Kini/Dube                                                     [Page 1]

Internet Draft                                              April 2000

1 Introduction

    OSPF [Ref1] is a link state routing protocol designed to
    run internal to an Autonomous System (AS). The OSPF protocol
    enables each router to learn the topology of the network. This
    topological information is used by the router to compute the
    shortest path to each destination. The shortest path is used to
    associate each destination with the appropriate next hop. This is
    the information needed by the forwarding function in a router.

    To generate the topology of the network, each router generates its
    local connectivity information i.e. its connection with networks
    and routers adjacent to it. Each unit of this information is called
    a link state advertisement (LSA). All the LSAs put together
    constitute the topology of the network. Any change in the topology
    (caused by a link/interface going-down/coming-up) is conveyed by
    generating a new LSA. The OSPF protocol reliably propagates a newly
    generated LSA to all the routers in the network. Also when a router
    establishes a new adjacency it synchronizes all LSAs with its
    adjacent router. The network and CPU bandwidth requirement of the
    OSPF protocol is primarily to propagate LSAs.

    A newly generated LSA is propagated throughout the network by the
    'flooding procedure'. The flooding procedure ensures reliability in
    propagating the LSA to all routers in the Autonomous System.
    Reliability is achieved by acknowledgments and
    timeout/retransmission of the LSA. To propagate an LSA each router
    establishes a protocol state with every neighboring router. This
    state is called an 'adjacency'. The propagation of LSAs take place
    over an 'adjacency'. Thus the LSA travels one hop at a time. An
    LSA received over an adjacency is handled by the
    'flooding procedure'. It transmits the LSA over other adjacencies
    as required. On broadcast networks and NBMA networks (operated in
    the NBMA mode) the number of adjacencies is reduced by electing one
    router on that network as a designated router (DR) for that
    network. All routers on the broadcast network or NBMA network
    establish an adjacency only with the DR of that network. Since the
    DR is critical for propagating topology information, the protocol
    operation can be disrupted for some time if the DR goes down and a
    new DR has to be elected. Hence a backup DR (BDR) is also elected
    for a broadcast or NBMA network. All routers establish an adjacency
    with the BDR as well. The DR concept reduces the number of
    adjacencies by an order (from O(n^2) to O(n)) and a
    corresponding decrease in protocol traffic and processing
    requirements.

» DATASET EXTRACT
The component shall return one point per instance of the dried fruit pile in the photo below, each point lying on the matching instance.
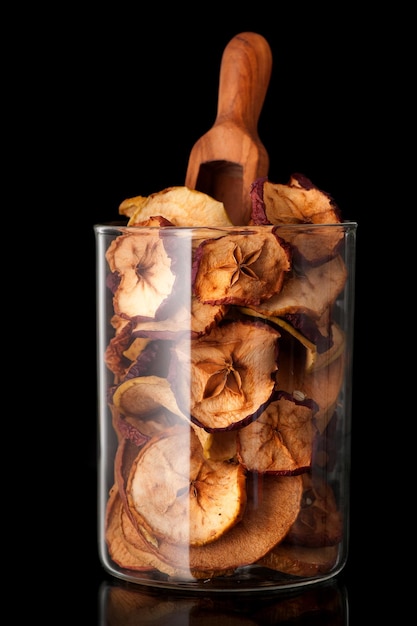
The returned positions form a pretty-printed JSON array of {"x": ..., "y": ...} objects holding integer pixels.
[{"x": 226, "y": 365}]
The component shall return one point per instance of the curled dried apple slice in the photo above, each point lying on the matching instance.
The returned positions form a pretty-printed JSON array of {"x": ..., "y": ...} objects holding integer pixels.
[
  {"x": 143, "y": 394},
  {"x": 272, "y": 506},
  {"x": 181, "y": 497},
  {"x": 280, "y": 441},
  {"x": 180, "y": 205},
  {"x": 313, "y": 292},
  {"x": 301, "y": 560},
  {"x": 322, "y": 385},
  {"x": 226, "y": 378},
  {"x": 298, "y": 202},
  {"x": 143, "y": 268},
  {"x": 125, "y": 545},
  {"x": 240, "y": 268},
  {"x": 319, "y": 522},
  {"x": 198, "y": 318}
]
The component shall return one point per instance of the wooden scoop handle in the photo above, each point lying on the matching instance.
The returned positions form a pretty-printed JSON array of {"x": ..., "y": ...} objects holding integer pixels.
[
  {"x": 245, "y": 72},
  {"x": 227, "y": 159}
]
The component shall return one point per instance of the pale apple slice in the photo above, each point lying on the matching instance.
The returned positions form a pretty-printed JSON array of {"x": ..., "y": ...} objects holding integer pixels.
[
  {"x": 280, "y": 441},
  {"x": 177, "y": 495},
  {"x": 144, "y": 394},
  {"x": 126, "y": 547},
  {"x": 194, "y": 316},
  {"x": 272, "y": 506},
  {"x": 240, "y": 268},
  {"x": 217, "y": 446},
  {"x": 225, "y": 379},
  {"x": 143, "y": 268},
  {"x": 180, "y": 205}
]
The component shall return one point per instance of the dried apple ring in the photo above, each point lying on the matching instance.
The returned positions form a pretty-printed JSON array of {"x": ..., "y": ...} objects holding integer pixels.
[
  {"x": 180, "y": 497},
  {"x": 240, "y": 268},
  {"x": 144, "y": 268},
  {"x": 280, "y": 441},
  {"x": 225, "y": 379}
]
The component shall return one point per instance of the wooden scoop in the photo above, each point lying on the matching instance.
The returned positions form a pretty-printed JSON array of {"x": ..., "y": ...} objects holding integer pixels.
[{"x": 227, "y": 159}]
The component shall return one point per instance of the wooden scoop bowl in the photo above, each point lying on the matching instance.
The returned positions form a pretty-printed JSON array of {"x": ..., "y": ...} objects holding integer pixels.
[{"x": 227, "y": 159}]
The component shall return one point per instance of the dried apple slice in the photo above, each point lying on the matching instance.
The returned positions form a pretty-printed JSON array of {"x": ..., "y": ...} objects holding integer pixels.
[
  {"x": 226, "y": 378},
  {"x": 180, "y": 205},
  {"x": 301, "y": 560},
  {"x": 184, "y": 498},
  {"x": 125, "y": 545},
  {"x": 143, "y": 394},
  {"x": 299, "y": 202},
  {"x": 217, "y": 446},
  {"x": 321, "y": 385},
  {"x": 272, "y": 502},
  {"x": 280, "y": 441},
  {"x": 319, "y": 522},
  {"x": 312, "y": 293},
  {"x": 240, "y": 268},
  {"x": 198, "y": 318},
  {"x": 144, "y": 268}
]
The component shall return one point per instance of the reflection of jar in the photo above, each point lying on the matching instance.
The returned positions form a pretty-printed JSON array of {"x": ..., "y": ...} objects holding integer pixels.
[
  {"x": 224, "y": 360},
  {"x": 324, "y": 603}
]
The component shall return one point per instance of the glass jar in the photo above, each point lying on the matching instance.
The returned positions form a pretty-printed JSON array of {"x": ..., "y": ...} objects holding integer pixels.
[{"x": 225, "y": 385}]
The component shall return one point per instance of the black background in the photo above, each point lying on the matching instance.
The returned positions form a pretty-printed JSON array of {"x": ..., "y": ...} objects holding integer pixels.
[{"x": 116, "y": 103}]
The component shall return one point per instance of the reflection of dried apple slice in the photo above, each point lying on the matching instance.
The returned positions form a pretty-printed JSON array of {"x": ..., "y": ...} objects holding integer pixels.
[
  {"x": 301, "y": 560},
  {"x": 178, "y": 495},
  {"x": 180, "y": 205},
  {"x": 224, "y": 379},
  {"x": 280, "y": 440},
  {"x": 144, "y": 269},
  {"x": 319, "y": 522},
  {"x": 240, "y": 268}
]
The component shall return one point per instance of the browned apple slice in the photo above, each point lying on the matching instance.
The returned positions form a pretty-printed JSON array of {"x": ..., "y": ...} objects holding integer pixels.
[
  {"x": 143, "y": 267},
  {"x": 273, "y": 501},
  {"x": 312, "y": 293},
  {"x": 299, "y": 202},
  {"x": 280, "y": 441},
  {"x": 272, "y": 506},
  {"x": 177, "y": 495},
  {"x": 218, "y": 446},
  {"x": 321, "y": 385},
  {"x": 240, "y": 268},
  {"x": 226, "y": 378},
  {"x": 301, "y": 560},
  {"x": 319, "y": 522}
]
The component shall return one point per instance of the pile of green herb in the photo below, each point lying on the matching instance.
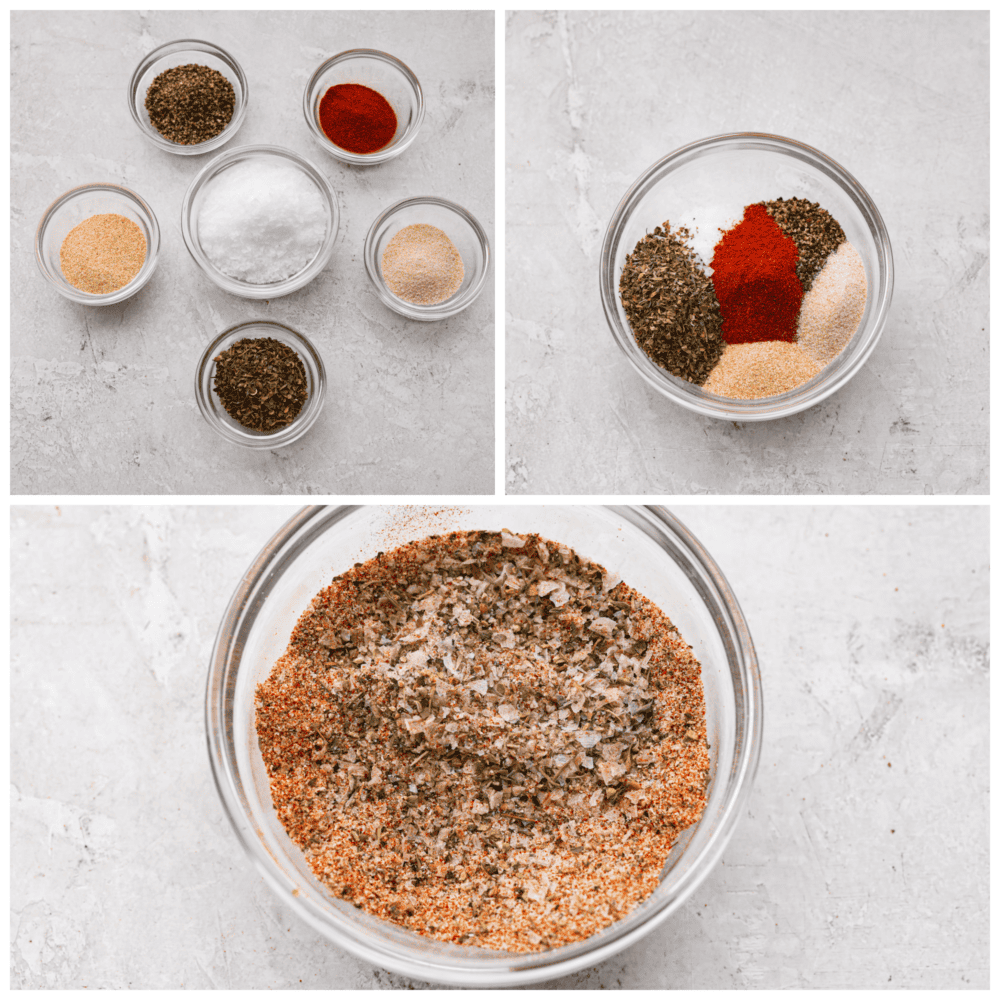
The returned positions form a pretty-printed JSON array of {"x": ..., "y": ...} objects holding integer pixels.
[
  {"x": 261, "y": 383},
  {"x": 671, "y": 305}
]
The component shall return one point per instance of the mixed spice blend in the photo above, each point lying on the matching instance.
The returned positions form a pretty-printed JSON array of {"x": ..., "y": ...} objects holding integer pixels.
[
  {"x": 484, "y": 738},
  {"x": 785, "y": 295}
]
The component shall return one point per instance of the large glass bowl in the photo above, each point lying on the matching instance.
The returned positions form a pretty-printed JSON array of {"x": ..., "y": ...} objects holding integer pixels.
[
  {"x": 181, "y": 53},
  {"x": 194, "y": 198},
  {"x": 647, "y": 546},
  {"x": 737, "y": 170}
]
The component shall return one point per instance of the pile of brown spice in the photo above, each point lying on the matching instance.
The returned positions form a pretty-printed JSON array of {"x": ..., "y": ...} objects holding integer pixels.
[
  {"x": 102, "y": 253},
  {"x": 485, "y": 739}
]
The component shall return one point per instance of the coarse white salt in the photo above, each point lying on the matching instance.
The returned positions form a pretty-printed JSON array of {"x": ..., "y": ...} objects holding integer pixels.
[
  {"x": 832, "y": 309},
  {"x": 261, "y": 221}
]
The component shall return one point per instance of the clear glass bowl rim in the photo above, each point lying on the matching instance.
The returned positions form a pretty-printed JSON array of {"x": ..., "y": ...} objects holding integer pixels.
[
  {"x": 771, "y": 407},
  {"x": 196, "y": 45},
  {"x": 145, "y": 272},
  {"x": 380, "y": 155},
  {"x": 287, "y": 435},
  {"x": 275, "y": 289},
  {"x": 296, "y": 535},
  {"x": 441, "y": 310}
]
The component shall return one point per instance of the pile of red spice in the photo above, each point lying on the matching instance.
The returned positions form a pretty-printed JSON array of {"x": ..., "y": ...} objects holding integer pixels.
[
  {"x": 357, "y": 118},
  {"x": 753, "y": 272}
]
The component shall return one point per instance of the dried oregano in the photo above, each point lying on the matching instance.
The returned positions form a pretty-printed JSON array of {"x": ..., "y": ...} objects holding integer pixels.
[
  {"x": 261, "y": 382},
  {"x": 671, "y": 305}
]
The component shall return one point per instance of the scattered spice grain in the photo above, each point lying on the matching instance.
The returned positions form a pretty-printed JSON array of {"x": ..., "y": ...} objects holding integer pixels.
[
  {"x": 261, "y": 382},
  {"x": 485, "y": 739},
  {"x": 671, "y": 305},
  {"x": 102, "y": 253},
  {"x": 190, "y": 104},
  {"x": 832, "y": 309},
  {"x": 759, "y": 369},
  {"x": 421, "y": 265}
]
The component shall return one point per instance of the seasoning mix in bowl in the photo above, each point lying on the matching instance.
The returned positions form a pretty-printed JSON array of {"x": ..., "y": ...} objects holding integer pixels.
[
  {"x": 760, "y": 285},
  {"x": 363, "y": 106},
  {"x": 260, "y": 384},
  {"x": 501, "y": 745},
  {"x": 427, "y": 258},
  {"x": 188, "y": 97},
  {"x": 487, "y": 740},
  {"x": 98, "y": 244},
  {"x": 260, "y": 221}
]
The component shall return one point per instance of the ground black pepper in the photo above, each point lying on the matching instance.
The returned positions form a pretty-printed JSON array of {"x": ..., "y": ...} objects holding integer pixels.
[
  {"x": 815, "y": 231},
  {"x": 190, "y": 104}
]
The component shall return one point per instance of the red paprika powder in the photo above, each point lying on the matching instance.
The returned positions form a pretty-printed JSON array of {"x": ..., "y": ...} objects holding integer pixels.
[
  {"x": 357, "y": 118},
  {"x": 755, "y": 282}
]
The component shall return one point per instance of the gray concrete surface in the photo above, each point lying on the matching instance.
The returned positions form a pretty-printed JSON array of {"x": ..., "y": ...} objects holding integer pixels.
[
  {"x": 900, "y": 99},
  {"x": 103, "y": 399},
  {"x": 862, "y": 861}
]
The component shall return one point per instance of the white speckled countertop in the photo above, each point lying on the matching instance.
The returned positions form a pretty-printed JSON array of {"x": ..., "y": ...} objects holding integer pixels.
[
  {"x": 862, "y": 862},
  {"x": 900, "y": 99},
  {"x": 103, "y": 398}
]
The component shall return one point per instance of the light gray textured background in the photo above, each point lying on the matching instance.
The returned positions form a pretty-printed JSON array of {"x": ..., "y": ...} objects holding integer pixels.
[
  {"x": 900, "y": 99},
  {"x": 871, "y": 625},
  {"x": 103, "y": 399}
]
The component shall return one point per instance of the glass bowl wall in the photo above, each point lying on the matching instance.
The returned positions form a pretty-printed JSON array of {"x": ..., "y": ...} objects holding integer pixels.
[
  {"x": 648, "y": 547},
  {"x": 737, "y": 170}
]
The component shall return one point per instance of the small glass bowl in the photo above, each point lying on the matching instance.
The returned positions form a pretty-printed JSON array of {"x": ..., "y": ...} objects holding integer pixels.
[
  {"x": 393, "y": 79},
  {"x": 215, "y": 413},
  {"x": 181, "y": 53},
  {"x": 645, "y": 546},
  {"x": 739, "y": 169},
  {"x": 72, "y": 208},
  {"x": 192, "y": 206},
  {"x": 458, "y": 225}
]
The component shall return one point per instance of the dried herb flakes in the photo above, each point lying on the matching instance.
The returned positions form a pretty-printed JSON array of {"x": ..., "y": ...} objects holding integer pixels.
[
  {"x": 671, "y": 305},
  {"x": 261, "y": 382}
]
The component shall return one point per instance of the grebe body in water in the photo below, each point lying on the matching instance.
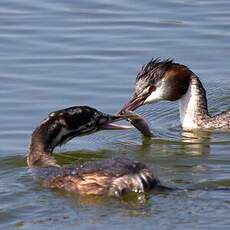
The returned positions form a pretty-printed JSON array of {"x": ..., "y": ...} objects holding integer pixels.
[
  {"x": 108, "y": 177},
  {"x": 166, "y": 80}
]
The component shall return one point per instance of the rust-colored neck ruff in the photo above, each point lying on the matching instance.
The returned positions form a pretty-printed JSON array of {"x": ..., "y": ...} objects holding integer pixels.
[{"x": 193, "y": 105}]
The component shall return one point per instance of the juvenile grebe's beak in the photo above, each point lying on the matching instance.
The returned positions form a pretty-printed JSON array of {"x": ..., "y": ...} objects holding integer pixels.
[{"x": 106, "y": 122}]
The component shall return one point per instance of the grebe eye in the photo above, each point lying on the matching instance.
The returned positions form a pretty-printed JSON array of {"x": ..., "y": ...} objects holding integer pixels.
[{"x": 152, "y": 88}]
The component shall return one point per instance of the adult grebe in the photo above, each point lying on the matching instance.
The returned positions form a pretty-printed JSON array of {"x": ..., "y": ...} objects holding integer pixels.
[
  {"x": 166, "y": 80},
  {"x": 108, "y": 177}
]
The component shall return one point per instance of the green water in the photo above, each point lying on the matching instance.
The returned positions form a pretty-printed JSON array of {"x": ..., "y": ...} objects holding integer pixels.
[{"x": 55, "y": 54}]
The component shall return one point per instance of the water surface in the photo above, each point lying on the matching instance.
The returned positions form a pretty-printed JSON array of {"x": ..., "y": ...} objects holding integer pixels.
[{"x": 55, "y": 54}]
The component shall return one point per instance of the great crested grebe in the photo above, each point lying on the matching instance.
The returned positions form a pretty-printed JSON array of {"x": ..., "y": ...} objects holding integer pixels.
[
  {"x": 165, "y": 80},
  {"x": 108, "y": 177}
]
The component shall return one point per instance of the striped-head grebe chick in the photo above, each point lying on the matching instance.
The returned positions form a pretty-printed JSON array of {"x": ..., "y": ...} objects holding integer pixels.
[
  {"x": 166, "y": 80},
  {"x": 107, "y": 177}
]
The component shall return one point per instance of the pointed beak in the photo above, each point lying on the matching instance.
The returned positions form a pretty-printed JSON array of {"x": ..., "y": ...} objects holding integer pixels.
[
  {"x": 134, "y": 102},
  {"x": 106, "y": 122}
]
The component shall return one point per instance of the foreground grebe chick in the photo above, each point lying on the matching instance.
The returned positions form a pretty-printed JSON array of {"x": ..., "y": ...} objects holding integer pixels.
[
  {"x": 107, "y": 177},
  {"x": 166, "y": 80}
]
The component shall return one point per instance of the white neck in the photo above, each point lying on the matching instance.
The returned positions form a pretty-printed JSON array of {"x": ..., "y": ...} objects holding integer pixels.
[{"x": 193, "y": 105}]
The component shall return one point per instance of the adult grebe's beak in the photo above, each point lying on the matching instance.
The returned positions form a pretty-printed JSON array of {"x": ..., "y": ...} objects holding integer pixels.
[{"x": 134, "y": 102}]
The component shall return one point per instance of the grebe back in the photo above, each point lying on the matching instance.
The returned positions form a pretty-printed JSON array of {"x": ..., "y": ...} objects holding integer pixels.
[{"x": 108, "y": 177}]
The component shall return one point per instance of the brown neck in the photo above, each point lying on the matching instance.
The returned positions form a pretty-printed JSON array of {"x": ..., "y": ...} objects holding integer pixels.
[
  {"x": 193, "y": 105},
  {"x": 39, "y": 153}
]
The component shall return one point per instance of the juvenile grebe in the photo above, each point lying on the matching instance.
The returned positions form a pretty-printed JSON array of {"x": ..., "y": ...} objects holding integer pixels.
[
  {"x": 108, "y": 177},
  {"x": 166, "y": 80}
]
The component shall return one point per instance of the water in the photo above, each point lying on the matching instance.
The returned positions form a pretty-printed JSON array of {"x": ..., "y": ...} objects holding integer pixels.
[{"x": 55, "y": 54}]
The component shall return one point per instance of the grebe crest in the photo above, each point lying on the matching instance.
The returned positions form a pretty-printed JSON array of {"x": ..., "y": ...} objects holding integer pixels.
[{"x": 167, "y": 80}]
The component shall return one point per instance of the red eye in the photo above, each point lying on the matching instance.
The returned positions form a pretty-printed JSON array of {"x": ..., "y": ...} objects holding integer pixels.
[{"x": 152, "y": 88}]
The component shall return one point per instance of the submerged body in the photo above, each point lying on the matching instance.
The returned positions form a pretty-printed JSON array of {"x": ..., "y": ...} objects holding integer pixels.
[
  {"x": 166, "y": 80},
  {"x": 107, "y": 177},
  {"x": 112, "y": 177}
]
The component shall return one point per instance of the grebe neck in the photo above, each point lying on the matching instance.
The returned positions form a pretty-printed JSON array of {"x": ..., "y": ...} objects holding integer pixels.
[
  {"x": 193, "y": 105},
  {"x": 40, "y": 154}
]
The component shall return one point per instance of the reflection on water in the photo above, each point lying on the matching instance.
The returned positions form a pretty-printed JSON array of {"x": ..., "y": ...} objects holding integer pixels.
[{"x": 55, "y": 54}]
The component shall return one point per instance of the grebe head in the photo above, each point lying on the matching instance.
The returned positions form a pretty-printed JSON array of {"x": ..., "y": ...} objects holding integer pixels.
[
  {"x": 63, "y": 125},
  {"x": 159, "y": 80}
]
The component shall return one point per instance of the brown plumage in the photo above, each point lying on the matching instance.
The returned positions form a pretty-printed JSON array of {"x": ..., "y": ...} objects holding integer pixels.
[
  {"x": 108, "y": 177},
  {"x": 167, "y": 80}
]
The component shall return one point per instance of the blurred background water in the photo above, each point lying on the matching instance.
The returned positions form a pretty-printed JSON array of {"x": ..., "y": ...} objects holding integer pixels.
[{"x": 55, "y": 54}]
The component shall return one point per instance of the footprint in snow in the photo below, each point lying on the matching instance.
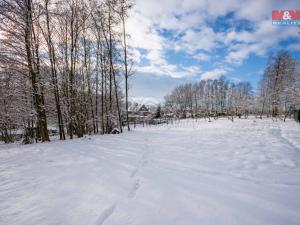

» YOUR TASK
Transcribe the OSPF introduction word for word, from "To generate the" to "to propagate LSAs.". This work does not use the records.

» WRITTEN REPLY
To generate the topology of the network, each router generates its
    local connectivity information i.e. its connection with networks
    and routers adjacent to it. Each unit of this information is called
    a link state advertisement (LSA). All the LSAs put together
    constitute the topology of the network. Any change in the topology
    (caused by a link/interface going-down/coming-up) is conveyed by
    generating a new LSA. The OSPF protocol reliably propagates a newly
    generated LSA to all the routers in the network. Also when a router
    establishes a new adjacency it synchronizes all LSAs with its
    adjacent router. The network and CPU bandwidth requirement of the
    OSPF protocol is primarily to propagate LSAs.